__THE TASK__. Count the lines in the material below that contain the word "stone". Reply with the number alone.

__LISTED RECORDS__.
##############################
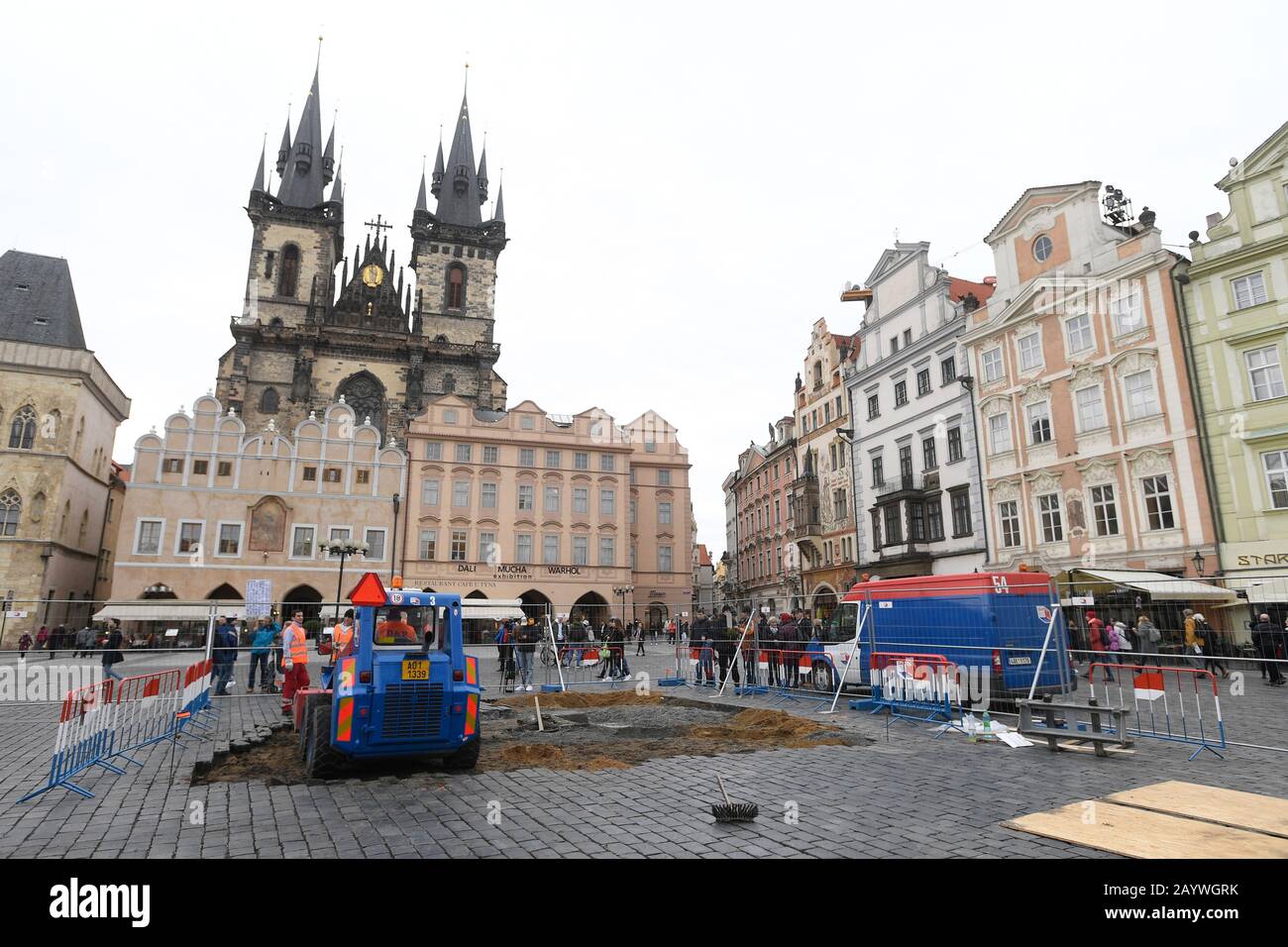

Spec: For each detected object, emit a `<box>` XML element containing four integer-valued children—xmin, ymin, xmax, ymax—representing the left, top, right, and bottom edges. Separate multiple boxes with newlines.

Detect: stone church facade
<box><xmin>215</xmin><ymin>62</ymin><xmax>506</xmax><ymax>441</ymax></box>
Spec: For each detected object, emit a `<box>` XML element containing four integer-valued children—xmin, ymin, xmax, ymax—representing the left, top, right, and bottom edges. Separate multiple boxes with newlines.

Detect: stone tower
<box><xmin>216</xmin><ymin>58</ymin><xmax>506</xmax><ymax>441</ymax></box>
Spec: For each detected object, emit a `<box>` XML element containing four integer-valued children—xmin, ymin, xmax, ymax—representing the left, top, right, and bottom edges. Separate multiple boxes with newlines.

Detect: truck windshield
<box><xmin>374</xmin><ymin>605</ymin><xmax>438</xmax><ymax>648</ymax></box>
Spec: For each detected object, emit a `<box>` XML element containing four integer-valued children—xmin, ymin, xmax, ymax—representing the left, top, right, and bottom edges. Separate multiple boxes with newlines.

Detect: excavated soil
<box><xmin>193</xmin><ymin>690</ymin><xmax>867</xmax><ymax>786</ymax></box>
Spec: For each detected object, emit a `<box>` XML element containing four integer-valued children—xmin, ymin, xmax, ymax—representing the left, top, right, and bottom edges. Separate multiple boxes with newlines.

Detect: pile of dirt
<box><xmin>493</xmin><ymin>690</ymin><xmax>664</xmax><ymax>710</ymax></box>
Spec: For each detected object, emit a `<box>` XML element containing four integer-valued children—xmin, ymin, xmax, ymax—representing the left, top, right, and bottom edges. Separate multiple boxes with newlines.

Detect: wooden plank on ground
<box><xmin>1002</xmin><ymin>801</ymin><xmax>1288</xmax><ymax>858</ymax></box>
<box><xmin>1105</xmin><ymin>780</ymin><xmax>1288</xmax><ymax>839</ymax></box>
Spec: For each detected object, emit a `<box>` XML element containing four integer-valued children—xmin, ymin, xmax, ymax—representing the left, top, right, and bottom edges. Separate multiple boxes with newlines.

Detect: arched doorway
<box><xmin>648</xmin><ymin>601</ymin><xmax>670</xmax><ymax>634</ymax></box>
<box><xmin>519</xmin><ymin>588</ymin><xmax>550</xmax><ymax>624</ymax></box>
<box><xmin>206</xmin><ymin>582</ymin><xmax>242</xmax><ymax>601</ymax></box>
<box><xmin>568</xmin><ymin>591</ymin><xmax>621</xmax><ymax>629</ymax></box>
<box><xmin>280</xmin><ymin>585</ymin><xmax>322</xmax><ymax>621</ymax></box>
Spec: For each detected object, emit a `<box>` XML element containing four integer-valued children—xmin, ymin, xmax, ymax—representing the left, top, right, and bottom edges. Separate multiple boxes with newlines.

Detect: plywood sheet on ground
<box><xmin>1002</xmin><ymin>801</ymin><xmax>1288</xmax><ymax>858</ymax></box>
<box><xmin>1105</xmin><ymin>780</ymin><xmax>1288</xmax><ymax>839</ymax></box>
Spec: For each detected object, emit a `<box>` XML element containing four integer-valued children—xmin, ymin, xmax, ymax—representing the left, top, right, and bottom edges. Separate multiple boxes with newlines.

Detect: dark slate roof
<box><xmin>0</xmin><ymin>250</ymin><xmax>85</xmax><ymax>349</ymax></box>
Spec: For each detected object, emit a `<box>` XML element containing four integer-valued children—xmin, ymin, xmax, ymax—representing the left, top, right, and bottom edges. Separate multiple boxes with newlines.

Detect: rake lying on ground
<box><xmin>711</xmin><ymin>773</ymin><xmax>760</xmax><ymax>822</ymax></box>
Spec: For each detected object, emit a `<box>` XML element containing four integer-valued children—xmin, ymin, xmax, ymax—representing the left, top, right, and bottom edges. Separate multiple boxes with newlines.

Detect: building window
##############################
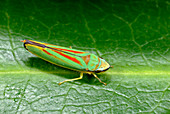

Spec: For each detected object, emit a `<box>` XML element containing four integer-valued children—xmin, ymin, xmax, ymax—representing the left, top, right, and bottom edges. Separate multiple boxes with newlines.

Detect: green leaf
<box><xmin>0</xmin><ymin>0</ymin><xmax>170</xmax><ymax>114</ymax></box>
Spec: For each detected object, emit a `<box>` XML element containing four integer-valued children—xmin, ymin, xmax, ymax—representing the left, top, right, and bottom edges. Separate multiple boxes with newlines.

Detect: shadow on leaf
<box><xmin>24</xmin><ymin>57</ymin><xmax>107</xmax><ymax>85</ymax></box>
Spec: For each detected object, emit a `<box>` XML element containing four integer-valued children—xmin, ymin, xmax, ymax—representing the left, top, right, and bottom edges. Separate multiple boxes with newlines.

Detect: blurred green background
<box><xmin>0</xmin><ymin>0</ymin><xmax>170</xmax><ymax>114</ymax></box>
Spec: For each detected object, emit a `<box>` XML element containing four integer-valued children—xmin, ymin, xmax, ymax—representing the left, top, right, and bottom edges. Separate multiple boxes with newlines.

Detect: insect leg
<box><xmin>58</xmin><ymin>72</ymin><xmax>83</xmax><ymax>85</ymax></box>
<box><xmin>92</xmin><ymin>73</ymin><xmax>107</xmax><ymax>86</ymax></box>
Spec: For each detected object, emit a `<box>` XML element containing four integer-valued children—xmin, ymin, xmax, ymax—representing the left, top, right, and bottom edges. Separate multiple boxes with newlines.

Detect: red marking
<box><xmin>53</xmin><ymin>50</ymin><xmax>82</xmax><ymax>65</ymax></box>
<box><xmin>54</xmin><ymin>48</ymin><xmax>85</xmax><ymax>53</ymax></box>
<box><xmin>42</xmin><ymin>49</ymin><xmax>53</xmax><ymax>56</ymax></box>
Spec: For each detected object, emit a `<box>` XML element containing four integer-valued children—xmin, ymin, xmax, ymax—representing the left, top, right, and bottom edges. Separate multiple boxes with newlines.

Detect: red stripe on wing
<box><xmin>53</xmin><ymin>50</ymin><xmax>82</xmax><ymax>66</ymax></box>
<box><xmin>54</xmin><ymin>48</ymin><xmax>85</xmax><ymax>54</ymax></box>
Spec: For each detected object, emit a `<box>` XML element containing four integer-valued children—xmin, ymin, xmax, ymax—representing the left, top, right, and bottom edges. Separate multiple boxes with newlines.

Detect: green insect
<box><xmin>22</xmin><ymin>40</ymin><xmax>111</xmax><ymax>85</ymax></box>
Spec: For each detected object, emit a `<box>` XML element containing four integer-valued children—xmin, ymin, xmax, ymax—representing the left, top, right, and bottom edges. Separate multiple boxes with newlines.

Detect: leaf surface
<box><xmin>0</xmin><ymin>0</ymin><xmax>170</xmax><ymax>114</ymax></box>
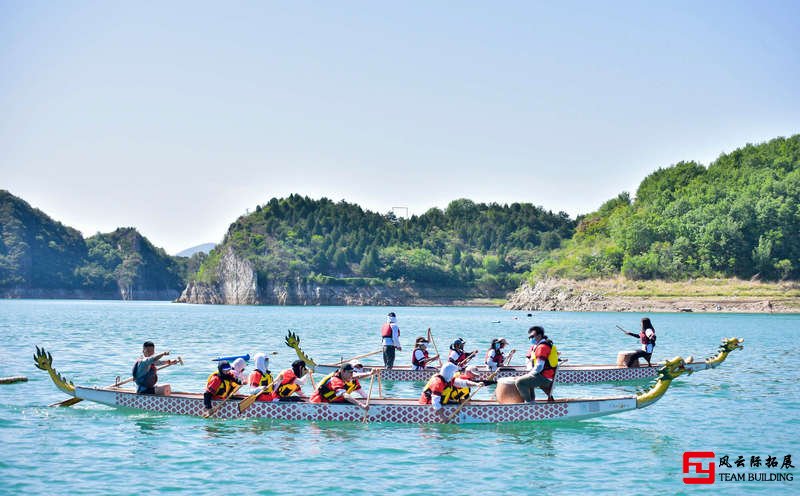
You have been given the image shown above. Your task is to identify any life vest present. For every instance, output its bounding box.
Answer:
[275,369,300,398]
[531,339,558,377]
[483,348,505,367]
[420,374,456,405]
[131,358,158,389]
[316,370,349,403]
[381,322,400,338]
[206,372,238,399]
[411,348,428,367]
##############################
__RESULT OF THIS TASK__. 2